Charles Silverstein, helped remove homosexuality as mental illness, dies
13.02.2023 - 19:04
/ qvoicenews.com
Charles Silverstein, who helped remove homosexuality from the American Psychiatric Association’s list of mental illnesses and coauthored “The Joy of Gay Sex,” has died at age 87.
Charles Silverstein, who helped remove homosexuality from the American Psychiatric Association’s list of mental illnesses and coauthored “The Joy of Gay Sex,” has died at age 87.
“Today we mourn Dr. Charles Silverstein, who passed away on January 30. 23,” the Association for Behavioral and Cognitive Therapies, which announced Silverstein’s death, said in a tweet. “A hero, an activist, a leader, and a friend. His contributions to psychology and the rights of LGBTQ+ individuals have been felt around the world.”
Charles Silverstein’s first career was as an elementary school teacher, but in the 1970s he earned a Ph.D. in psychology and opened a private psychotherapy practice, according to Outwords.
It was a pivotal decade for him in many ways. In 1973, his presentation helped persuade the APA to remove homosexuality from its Diagnostic and Statistical Manual of Mental Disorders, a landmark decision for gays and lesbians.

[DATA LISTING]
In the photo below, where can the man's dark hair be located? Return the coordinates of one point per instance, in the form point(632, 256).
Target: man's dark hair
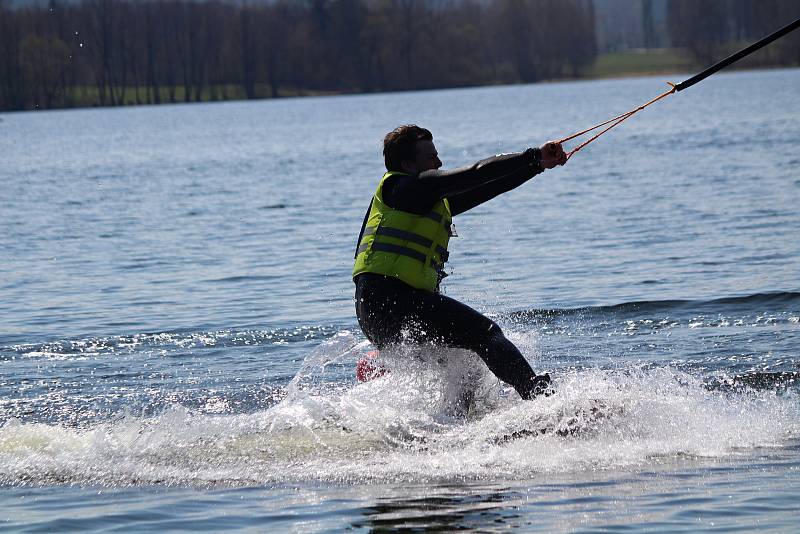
point(399, 145)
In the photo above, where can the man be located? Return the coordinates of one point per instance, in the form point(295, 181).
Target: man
point(402, 249)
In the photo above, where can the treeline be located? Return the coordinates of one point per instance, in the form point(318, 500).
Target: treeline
point(111, 52)
point(115, 52)
point(707, 29)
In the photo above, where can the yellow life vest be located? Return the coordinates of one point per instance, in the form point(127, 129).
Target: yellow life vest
point(404, 245)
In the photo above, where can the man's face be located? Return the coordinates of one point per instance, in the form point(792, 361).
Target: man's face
point(426, 157)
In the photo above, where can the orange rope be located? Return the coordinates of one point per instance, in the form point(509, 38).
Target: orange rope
point(616, 120)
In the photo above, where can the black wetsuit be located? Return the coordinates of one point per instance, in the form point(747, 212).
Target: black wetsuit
point(390, 311)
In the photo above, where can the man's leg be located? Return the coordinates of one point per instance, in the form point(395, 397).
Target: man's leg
point(449, 322)
point(386, 307)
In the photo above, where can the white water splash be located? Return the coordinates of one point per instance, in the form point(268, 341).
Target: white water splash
point(435, 415)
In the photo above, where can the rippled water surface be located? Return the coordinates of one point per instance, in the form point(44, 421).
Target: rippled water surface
point(178, 340)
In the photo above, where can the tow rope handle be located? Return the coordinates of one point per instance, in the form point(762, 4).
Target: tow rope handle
point(674, 88)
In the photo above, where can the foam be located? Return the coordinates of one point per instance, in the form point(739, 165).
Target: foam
point(436, 415)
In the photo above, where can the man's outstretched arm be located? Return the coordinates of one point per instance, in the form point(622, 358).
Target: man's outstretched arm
point(474, 184)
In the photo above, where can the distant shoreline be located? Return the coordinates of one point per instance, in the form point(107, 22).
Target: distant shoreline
point(618, 65)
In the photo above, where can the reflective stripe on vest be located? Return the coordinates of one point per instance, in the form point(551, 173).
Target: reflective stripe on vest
point(407, 246)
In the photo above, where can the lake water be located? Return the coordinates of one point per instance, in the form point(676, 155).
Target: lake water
point(178, 340)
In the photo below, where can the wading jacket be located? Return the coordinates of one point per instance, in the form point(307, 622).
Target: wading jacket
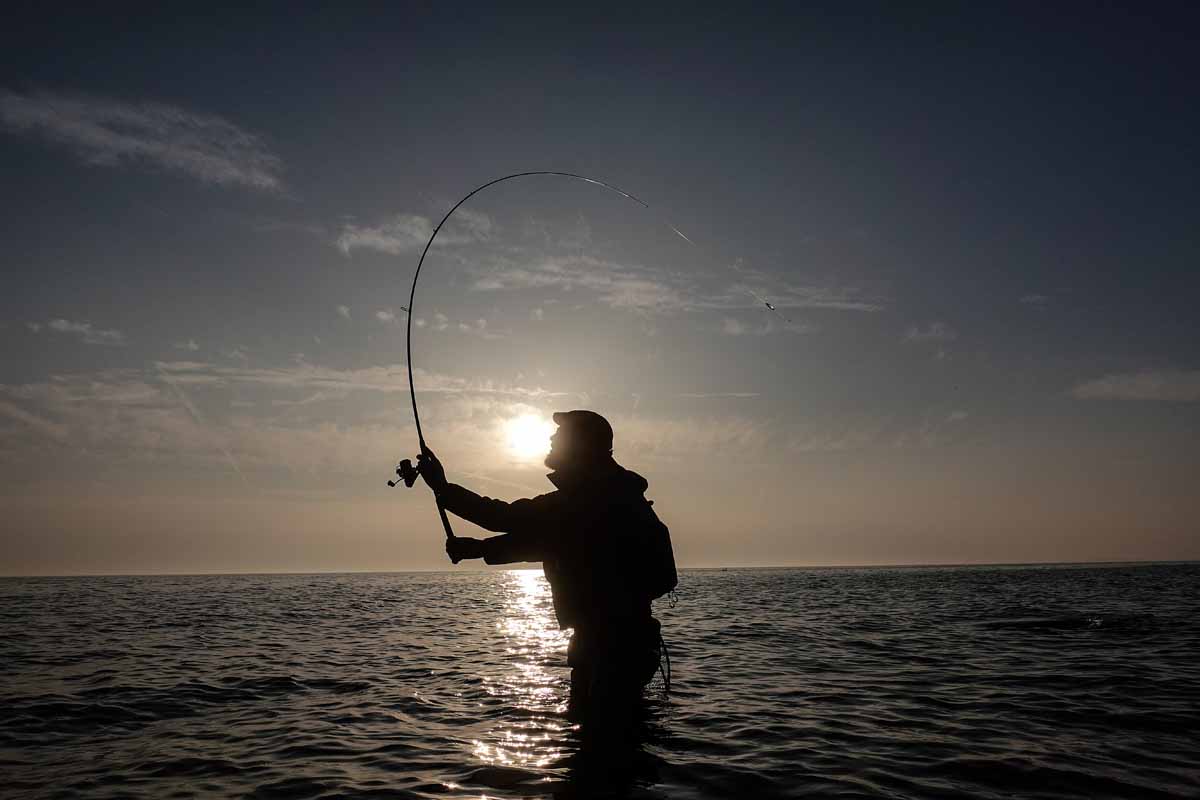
point(605, 552)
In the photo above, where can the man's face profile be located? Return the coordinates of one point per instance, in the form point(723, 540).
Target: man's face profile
point(557, 456)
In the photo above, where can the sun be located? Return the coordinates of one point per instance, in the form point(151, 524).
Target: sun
point(528, 435)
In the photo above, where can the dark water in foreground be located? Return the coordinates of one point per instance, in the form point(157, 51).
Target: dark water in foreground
point(915, 683)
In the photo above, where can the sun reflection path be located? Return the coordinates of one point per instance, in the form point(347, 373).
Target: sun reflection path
point(534, 644)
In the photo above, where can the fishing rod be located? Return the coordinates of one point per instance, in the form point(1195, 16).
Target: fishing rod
point(406, 470)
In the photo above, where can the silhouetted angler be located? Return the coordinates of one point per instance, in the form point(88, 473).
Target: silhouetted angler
point(605, 553)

[LIST OF TASKS]
[1] List the words the Association for Behavioral and Cognitive Therapies used in its tweet to describe Charles Silverstein in the text about his death.
[2] Carry on the article about Charles Silverstein's death from where it stops.

[RESPONSES PER TASK]
[1] hero, activist, leader, friend

[2]
“Since I was a psychologist, or at least working on my Ph.D. in psychology, it was decided that I should make the professional presentation, meaning the presentation, all the research and clinical work that suggested that homosexuality was not a mental disorder,” he told The Advocate’s LGBTQ&A podcast in 2021, in one of his last interviews. “And then Jean O’Leary, who had been a nun but was no longer a nun. She left the church. She would make the presentation from the point of view of ordinary people, about discrimination in the city of New York. So it was a very well-organized presentation. We knew what everybody was going to do.”